Provided information Block Start

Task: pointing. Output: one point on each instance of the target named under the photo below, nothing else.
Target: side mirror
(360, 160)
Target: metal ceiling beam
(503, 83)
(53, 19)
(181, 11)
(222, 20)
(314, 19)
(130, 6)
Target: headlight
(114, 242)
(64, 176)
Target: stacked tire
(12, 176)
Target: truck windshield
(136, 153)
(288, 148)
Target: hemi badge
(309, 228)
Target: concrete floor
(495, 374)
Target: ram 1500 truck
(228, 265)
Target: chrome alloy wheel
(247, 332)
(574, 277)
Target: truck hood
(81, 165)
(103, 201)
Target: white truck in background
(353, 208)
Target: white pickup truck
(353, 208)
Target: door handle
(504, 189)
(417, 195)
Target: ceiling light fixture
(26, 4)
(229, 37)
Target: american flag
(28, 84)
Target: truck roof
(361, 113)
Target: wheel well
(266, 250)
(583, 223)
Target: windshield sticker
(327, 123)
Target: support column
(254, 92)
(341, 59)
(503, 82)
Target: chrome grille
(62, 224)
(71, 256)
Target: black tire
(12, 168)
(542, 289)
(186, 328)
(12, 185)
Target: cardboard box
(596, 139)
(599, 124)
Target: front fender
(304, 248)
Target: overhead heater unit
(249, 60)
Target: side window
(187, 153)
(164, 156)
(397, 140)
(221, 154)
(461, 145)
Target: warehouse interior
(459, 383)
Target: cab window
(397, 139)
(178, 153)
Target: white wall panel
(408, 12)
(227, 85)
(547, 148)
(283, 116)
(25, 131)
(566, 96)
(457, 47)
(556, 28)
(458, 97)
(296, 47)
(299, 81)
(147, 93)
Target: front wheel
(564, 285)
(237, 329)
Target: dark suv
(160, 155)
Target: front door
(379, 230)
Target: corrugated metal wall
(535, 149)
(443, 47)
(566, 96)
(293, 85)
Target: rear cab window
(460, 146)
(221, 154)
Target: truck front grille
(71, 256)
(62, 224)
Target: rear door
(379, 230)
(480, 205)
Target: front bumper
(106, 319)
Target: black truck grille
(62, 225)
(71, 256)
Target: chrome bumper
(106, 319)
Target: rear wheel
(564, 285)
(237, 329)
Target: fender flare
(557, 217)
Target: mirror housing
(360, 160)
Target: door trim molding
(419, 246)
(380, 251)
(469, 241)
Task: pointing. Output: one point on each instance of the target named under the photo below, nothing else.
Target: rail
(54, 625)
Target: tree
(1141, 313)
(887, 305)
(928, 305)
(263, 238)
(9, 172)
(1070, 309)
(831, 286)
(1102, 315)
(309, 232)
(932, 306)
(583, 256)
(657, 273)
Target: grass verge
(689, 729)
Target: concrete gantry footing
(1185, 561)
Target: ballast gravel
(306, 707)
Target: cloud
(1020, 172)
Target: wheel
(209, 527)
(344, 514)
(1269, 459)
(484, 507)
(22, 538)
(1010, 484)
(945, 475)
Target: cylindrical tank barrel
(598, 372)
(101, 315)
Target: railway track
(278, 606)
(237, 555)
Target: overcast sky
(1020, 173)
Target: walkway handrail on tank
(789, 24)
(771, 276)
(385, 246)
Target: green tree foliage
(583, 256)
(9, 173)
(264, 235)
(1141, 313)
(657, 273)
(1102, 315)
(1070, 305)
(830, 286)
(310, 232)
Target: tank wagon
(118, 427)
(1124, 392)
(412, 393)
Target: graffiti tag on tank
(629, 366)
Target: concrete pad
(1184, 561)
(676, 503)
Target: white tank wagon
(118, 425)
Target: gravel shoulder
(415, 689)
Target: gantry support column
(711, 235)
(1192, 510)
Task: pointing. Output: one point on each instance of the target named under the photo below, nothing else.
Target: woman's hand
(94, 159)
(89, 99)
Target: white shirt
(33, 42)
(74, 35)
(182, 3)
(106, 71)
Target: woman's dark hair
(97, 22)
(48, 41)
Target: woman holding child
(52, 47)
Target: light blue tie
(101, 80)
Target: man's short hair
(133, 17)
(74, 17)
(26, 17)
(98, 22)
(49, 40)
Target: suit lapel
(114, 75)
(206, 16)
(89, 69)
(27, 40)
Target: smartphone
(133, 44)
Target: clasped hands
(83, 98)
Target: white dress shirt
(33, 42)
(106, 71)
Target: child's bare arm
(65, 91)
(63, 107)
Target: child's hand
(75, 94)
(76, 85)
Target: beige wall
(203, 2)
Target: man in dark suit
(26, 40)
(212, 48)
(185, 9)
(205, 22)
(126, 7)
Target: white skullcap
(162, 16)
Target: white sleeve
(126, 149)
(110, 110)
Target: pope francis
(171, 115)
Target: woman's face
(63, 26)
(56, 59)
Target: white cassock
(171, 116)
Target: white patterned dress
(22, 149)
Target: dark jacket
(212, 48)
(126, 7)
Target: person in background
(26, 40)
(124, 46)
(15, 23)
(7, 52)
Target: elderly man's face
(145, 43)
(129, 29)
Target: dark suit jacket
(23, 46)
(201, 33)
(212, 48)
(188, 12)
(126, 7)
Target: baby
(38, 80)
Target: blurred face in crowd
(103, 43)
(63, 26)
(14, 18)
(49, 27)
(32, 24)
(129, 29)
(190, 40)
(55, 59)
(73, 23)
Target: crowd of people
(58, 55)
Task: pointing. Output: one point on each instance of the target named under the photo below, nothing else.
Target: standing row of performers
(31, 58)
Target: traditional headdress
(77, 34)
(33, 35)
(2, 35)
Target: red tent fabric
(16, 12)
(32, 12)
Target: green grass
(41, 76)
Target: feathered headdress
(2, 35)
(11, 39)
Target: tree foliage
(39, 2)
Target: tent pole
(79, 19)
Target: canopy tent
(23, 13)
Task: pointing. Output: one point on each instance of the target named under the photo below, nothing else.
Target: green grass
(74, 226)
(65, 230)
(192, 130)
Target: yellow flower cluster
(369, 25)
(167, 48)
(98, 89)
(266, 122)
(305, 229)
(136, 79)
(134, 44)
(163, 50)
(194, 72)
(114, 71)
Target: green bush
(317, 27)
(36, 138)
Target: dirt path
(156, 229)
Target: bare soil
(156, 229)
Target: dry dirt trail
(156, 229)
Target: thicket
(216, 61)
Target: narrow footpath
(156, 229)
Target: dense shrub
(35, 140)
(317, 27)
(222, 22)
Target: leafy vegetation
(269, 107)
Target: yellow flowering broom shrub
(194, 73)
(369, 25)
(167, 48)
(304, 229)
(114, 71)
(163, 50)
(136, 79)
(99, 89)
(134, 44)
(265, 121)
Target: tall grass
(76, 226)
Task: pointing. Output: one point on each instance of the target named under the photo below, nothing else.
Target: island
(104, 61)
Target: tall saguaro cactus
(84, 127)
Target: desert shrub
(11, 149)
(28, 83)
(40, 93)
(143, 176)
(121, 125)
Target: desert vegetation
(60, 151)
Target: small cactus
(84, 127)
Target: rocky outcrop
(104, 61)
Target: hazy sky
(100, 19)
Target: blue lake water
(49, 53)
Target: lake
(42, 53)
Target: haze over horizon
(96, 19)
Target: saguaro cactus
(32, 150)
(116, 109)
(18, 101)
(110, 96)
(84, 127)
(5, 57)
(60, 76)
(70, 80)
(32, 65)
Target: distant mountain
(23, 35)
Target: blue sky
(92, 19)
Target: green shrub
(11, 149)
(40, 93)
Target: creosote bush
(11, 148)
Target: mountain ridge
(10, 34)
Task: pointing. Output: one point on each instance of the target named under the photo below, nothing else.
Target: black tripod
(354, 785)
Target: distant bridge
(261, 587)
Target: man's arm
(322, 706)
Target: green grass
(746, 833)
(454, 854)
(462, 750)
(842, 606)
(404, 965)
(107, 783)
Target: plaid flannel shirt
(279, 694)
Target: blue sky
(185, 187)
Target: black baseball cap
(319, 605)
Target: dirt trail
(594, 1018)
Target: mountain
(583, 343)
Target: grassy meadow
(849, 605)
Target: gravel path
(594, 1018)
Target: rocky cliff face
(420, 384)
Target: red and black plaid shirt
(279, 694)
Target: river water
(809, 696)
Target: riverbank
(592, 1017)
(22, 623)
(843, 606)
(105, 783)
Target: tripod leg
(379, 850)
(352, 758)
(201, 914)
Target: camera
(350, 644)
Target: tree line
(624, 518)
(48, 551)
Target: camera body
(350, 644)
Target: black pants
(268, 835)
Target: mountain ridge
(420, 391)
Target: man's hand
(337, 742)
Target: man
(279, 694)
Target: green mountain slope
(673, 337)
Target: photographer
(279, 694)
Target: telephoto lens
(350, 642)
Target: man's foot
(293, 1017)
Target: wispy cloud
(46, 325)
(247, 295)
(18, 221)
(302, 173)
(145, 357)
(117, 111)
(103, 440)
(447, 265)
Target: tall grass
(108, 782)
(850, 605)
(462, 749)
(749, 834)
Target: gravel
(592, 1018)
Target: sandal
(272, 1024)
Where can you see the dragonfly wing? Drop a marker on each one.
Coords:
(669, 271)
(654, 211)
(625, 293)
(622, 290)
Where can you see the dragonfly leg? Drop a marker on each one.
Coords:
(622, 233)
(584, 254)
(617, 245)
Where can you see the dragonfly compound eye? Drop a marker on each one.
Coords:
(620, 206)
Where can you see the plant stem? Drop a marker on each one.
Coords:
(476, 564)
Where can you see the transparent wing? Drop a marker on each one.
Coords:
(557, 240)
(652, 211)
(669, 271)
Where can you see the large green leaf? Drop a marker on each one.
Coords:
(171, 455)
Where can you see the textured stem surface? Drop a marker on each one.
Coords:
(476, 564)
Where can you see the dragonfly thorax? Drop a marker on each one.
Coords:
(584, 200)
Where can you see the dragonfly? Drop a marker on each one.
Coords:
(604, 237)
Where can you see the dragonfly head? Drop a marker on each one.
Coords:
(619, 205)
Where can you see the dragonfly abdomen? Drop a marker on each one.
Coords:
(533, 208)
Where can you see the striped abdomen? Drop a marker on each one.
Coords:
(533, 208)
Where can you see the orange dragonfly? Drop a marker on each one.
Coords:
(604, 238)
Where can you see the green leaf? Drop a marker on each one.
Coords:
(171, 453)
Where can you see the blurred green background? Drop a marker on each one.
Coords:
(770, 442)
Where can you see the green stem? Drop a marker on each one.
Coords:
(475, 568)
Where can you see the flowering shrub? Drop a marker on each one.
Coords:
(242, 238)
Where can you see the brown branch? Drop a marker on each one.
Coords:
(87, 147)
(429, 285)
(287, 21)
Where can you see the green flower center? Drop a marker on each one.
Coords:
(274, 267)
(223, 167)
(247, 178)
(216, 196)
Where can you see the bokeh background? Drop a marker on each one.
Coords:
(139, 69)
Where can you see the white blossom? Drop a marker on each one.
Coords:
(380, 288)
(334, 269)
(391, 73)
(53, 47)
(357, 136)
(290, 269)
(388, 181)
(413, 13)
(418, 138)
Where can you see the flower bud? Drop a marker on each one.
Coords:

Provided information Block End

- Task statement
Copy each line of the records that has "wing" in it.

- The answer
Where can you see the dragonfly wing? Drop a marker on each one.
Where can you see the transparent wing? Drop a marker on each one.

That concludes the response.